PROBLEMS TO WORK ON:
1. According to the internship journal, which department was the writer assigned to work with after the tours?
2. Repeat everything in the internship journal from "Hello! I’m a" down to "Here it is.".

EXCERPT TO READ:
◆ ◆ ◆ ◆ ◆

Hello! I’m a college student who received an amazing opportunity to intern on the Paramount Studios lot for the Nickelodeon show Nicky, Ricky, Dicky, and Dawn. It’s a multi-camera comedy about quadruplets and their wacky hijinks. I decided to journal about it week by week and put it on the blog so you can read about it. Enough preamble. Here it is.
I report to the production office every day. The staff in the office are very mellow and nice. They are quite approachable. I got a brief tour of the studios and the studio where I will be working for the next three months. It’s the most historic studio still running today and considered a landmark in the Hollywood area. Every studio has plaques on the outside of it that say what was filmed inside. The studio for Nicky, Ricky, Dicky, and Dawn was where Citizen Kane was filmed, I believe. If those walls could talk, they would tell the most interesting stories.
After my tours around, I was assigned to work with the wardrobe department. It’s situated on the stage, right in the heart of it all. You get to walk through the sets, seeing where the family lives and the area where the sets rotate as needed. But back to the wardrobe. I used to think that costume departments that rely on clothes purchased wasn’t really that hard. But it was more intricate. There is a lot of purchases, true but the purchases must be fitted to the actor, then returned to the store. These stores have accounts with the studios.
My time with wardrobe was a lot of sorting through clothing. Making sure the sizes are right, the purchases are right and doing returns. My first day was a costume retrieval. I collected an order of T-shirts that feature the logo of the kid’s school. My second day was the simplest day. I got to sort clothes and see the clothing storage room. While it’s just a small space for clothes, there were so many different types and styles. It was so cool to look at and work in. The third day was the most complicated. It was a lot more driving around. I went to Topanga, Sherman Oaks, and to a costume store. I even had to pick up a PA who took a costumer to the hospital and take her back to the studio. An intern’s job is never done. The one thing that cracks me up is when they ask me to do something, they always ask if it’s ok. I always want to say “I have no objections. I’m an intern. I’m at your will.”
Even though it’s been my first week, I’ve learned a lot. Seeing the cameras and the lights all in position has really opened my eyes and made me appreciate all the work and effort that goes into making something for film and television. This show is very small in size and scale, but even this small scale feels big. There are a lot of moving pieces to this production. I am a little nervous because I don’t want to disrupt the machine. My boss says this takes time and people will need to get used to me and the other 3 interns. I can’t wait for that to happen.

◆ ◆ ◆ ◆ ◆

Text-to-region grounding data
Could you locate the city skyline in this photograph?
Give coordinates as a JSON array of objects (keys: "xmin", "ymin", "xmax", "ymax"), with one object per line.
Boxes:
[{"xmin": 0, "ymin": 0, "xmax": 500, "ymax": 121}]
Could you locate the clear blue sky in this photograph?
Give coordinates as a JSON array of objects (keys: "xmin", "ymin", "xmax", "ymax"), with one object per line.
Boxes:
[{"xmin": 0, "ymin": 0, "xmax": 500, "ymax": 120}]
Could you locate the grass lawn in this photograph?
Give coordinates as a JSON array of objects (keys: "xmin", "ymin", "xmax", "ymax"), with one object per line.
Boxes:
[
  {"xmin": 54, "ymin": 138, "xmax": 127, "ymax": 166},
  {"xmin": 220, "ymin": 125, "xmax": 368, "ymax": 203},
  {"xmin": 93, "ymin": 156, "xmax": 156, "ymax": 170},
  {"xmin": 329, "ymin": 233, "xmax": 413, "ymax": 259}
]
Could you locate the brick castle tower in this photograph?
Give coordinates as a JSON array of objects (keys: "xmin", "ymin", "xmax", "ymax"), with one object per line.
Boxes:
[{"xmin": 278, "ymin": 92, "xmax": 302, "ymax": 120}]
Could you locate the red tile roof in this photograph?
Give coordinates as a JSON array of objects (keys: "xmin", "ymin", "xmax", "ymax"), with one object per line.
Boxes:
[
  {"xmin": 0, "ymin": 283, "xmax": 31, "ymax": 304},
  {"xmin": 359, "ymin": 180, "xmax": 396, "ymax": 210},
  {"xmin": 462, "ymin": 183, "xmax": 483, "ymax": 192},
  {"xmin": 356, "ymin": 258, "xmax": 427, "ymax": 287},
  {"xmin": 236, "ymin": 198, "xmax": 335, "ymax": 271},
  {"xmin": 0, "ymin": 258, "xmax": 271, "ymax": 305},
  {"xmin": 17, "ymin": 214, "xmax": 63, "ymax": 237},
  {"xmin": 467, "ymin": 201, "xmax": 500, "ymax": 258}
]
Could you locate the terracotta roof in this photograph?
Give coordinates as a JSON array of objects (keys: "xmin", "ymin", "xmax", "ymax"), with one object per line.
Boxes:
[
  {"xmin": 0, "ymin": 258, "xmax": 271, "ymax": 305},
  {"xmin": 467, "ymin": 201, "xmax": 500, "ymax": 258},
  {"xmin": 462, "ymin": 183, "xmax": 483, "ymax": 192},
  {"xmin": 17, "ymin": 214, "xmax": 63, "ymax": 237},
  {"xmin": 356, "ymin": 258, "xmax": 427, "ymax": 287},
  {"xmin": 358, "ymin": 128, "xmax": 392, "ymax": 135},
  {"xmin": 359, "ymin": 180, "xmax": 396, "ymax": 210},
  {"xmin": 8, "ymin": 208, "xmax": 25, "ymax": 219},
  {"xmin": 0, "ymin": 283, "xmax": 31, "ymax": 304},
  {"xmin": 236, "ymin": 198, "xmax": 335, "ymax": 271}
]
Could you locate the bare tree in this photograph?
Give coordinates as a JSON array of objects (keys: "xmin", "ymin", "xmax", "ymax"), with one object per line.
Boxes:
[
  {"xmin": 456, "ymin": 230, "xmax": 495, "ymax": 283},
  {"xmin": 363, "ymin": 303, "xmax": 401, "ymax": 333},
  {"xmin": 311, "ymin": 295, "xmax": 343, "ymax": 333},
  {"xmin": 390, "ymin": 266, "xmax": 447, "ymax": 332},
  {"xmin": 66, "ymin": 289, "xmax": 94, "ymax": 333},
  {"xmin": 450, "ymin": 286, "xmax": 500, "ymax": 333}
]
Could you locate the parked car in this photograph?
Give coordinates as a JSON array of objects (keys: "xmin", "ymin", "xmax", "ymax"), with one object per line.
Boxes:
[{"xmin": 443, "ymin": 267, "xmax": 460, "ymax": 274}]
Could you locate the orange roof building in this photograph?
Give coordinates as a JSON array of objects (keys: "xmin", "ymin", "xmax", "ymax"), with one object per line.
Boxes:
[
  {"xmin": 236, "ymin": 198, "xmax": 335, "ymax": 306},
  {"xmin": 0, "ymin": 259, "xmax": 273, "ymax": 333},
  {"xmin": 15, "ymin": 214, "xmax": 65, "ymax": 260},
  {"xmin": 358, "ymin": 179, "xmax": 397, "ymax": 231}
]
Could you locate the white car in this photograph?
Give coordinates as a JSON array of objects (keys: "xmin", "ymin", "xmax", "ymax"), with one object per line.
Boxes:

◆ ◆ ◆ ◆ ◆

PER-TASK OUTPUTS:
1. The wardrobe department.

2.
Hello! I’m a college student who received an amazing opportunity to intern on the Paramount Studios lot for the Nickelodeon show Nicky, Ricky, Dicky, and Dawn. It’s a multi-camera comedy about quadruplets and their wacky hijinks. I decided to journal about it week by week and put it on the blog so you can read about it. Enough preamble. Here it is.